Explore the material =
(a) In the text on helping seniors cope with the loss of a spouse, which statement can come across as shallow and patronizing?
(b) List every way elderly people describe losing a spouse in the text on helping seniors cope with that loss.

Selected text =

A Comforting Presence in a Dark Time: Helping Seniors Cope with the Loss of a Spouse
Profoundly painful. Disorienting. Emotionally devastating. Those are just some of the ways elderly people describe what it’s like to lose a spouse. Helping a senior cope with such a loss can be extraordinarily difficult. For those who have never had the experience, it’s impossible to appreciate how different losing a spouse is from losing a parent, a sibling or close friend. The bereaved person may experience confusion, indecision, or a total lack of motivation. Suddenly bereft of a helpmate and lifetime partner, they need help but may not know how to ask for it. So what can you do?
One of the greatest kindnesses you can perform is to listen. Listen unconditionally and with empathy. Sometimes, encouraging a grieving individual just to talk about their spouse and letting them know you’re there to listen can be therapeutic. Simply allowing a loved one to share thoughts or vent pent-up emotions can be a valuable service. But it does require patience and a sense of restraint. Saying “I know how you feel” can come across as a shallow, patronizing statement if you truly don’t know.
Part of being a good, patient listener is allowing a bereaved senior to grieve freely. They may exhibit depression, remorse, resignation, and a host of other feelings (perhaps even contradictory ones) that may be overwhelming, even startling. Try to remember that this is an important part of the healing process, a sharing of feelings that can make the difference between a debilitating emotional decline and a glimmer of light that brings a little relief and a sense of hope.

Data section =
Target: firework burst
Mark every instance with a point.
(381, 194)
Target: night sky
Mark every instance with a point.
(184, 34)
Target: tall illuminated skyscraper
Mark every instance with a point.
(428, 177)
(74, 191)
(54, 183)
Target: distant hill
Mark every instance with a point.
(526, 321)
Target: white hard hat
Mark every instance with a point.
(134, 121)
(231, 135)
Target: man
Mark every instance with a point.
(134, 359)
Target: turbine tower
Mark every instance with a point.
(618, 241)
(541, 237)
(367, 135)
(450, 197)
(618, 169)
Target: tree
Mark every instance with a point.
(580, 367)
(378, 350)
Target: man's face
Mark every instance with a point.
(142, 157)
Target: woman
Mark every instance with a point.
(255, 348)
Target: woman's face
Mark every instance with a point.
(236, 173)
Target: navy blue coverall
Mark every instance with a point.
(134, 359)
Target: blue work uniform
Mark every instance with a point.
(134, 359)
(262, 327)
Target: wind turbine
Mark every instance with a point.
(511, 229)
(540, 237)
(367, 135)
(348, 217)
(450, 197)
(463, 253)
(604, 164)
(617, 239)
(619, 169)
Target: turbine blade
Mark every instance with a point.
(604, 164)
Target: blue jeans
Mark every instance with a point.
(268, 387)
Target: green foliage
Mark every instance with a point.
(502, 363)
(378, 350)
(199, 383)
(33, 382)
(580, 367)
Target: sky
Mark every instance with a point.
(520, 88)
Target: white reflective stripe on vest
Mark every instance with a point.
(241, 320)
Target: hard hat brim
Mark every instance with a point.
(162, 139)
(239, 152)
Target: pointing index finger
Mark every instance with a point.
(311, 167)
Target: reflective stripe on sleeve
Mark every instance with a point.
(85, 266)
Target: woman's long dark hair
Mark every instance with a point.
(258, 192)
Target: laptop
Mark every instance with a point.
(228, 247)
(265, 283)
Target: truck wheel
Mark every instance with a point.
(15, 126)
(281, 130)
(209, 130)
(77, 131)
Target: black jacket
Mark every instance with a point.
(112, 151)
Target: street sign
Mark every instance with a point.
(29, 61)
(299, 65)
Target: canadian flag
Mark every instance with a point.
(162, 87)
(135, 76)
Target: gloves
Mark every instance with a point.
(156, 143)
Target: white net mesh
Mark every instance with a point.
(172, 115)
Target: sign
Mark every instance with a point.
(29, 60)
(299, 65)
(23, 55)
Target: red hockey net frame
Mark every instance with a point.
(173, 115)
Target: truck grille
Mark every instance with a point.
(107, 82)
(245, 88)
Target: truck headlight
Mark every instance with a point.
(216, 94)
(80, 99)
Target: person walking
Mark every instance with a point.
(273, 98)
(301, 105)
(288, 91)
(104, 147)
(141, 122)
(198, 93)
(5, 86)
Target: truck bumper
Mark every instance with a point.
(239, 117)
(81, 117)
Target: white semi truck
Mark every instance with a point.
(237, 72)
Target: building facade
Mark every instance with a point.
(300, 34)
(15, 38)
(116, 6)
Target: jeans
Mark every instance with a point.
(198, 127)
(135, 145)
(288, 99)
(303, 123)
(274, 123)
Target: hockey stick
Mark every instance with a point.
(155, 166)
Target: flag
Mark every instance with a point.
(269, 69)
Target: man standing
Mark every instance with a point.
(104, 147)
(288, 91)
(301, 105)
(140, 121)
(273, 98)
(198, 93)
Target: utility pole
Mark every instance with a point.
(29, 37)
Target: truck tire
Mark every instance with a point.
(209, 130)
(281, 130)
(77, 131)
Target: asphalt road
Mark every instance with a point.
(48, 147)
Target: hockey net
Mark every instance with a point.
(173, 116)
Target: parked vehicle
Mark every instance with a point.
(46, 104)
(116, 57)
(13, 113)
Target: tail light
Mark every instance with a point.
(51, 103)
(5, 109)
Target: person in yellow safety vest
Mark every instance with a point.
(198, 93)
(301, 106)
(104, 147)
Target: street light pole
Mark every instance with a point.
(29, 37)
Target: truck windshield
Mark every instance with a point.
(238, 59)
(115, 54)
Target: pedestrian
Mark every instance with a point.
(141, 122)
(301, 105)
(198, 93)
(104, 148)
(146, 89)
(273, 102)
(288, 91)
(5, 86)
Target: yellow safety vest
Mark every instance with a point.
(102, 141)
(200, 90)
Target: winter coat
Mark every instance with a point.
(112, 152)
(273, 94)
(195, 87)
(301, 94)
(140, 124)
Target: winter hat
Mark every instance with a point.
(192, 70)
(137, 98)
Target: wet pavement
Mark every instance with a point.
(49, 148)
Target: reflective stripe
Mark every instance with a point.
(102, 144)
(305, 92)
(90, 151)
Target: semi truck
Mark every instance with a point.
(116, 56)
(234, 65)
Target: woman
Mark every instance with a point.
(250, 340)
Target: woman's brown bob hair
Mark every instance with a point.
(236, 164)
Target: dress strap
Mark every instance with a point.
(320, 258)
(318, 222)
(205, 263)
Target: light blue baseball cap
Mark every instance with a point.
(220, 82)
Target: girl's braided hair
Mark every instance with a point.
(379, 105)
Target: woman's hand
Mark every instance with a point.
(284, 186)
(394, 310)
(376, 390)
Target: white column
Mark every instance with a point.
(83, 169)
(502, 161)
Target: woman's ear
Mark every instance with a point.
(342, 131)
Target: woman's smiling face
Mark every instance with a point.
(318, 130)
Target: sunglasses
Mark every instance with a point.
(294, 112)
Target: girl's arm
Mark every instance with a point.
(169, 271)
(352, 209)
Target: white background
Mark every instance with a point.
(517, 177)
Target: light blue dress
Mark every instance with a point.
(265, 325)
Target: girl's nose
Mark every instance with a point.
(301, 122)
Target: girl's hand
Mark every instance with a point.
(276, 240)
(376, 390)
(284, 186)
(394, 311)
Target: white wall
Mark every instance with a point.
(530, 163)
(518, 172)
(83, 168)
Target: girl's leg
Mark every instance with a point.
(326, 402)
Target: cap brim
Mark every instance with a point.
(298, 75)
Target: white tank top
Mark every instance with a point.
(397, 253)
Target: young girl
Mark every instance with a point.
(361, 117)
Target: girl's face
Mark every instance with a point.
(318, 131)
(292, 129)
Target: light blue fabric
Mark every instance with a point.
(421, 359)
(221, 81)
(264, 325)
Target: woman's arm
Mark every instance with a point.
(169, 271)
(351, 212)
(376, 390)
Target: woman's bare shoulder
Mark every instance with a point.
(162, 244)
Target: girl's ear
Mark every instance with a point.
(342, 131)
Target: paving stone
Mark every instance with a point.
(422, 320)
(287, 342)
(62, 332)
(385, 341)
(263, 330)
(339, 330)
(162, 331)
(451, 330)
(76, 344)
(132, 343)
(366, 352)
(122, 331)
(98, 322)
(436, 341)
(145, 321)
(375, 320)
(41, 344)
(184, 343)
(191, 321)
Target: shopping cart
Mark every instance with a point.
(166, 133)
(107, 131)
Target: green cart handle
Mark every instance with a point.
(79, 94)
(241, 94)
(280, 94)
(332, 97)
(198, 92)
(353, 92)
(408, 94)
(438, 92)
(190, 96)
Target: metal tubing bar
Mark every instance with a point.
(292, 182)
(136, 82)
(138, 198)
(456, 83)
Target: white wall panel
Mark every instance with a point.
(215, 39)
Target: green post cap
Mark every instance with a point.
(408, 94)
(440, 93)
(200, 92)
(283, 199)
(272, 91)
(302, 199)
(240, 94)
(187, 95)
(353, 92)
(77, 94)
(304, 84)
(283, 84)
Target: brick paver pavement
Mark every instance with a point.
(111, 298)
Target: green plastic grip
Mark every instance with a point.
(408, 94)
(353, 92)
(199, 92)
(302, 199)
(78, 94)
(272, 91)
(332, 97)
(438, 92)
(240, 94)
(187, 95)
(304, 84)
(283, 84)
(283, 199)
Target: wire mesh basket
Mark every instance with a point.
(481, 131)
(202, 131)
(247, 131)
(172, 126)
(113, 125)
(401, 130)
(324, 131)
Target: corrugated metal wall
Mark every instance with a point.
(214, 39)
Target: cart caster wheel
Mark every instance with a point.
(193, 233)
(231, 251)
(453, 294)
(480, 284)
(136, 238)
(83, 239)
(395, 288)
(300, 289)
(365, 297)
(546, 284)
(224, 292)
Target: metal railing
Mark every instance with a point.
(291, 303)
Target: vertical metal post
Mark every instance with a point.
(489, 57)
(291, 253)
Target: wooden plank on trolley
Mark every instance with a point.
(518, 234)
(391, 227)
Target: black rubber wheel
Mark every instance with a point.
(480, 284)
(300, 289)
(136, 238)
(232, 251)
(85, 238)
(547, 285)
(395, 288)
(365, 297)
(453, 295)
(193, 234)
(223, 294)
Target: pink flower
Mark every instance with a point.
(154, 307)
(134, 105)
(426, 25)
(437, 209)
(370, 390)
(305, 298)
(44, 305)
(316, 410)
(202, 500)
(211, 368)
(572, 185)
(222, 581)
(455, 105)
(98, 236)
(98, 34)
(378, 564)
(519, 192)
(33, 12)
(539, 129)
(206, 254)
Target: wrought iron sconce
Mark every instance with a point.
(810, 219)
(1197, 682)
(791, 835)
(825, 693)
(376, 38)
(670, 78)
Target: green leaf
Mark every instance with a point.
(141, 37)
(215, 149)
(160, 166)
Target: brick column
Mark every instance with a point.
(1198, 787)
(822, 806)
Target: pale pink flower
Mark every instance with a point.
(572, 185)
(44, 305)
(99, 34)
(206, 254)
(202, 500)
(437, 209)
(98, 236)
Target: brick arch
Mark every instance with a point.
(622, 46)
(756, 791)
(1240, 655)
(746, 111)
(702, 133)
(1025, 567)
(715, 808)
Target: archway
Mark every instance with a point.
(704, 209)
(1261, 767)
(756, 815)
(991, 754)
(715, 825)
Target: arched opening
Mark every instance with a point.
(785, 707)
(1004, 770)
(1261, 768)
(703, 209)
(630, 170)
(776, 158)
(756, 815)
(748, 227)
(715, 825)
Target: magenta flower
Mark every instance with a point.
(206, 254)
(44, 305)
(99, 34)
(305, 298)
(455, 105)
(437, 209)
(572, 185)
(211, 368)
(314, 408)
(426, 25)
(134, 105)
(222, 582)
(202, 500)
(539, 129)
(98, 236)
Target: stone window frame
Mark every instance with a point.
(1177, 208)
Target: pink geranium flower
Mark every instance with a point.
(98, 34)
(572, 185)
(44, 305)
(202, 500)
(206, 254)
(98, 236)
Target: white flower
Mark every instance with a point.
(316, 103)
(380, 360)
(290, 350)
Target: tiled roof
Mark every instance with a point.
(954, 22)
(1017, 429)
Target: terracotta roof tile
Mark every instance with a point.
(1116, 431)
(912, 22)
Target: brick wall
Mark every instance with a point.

Solutions to the problems =
(a) Saying "I know how you feel" when you truly don't know.

(b) Profoundly painful; disorienting; emotionally devastating.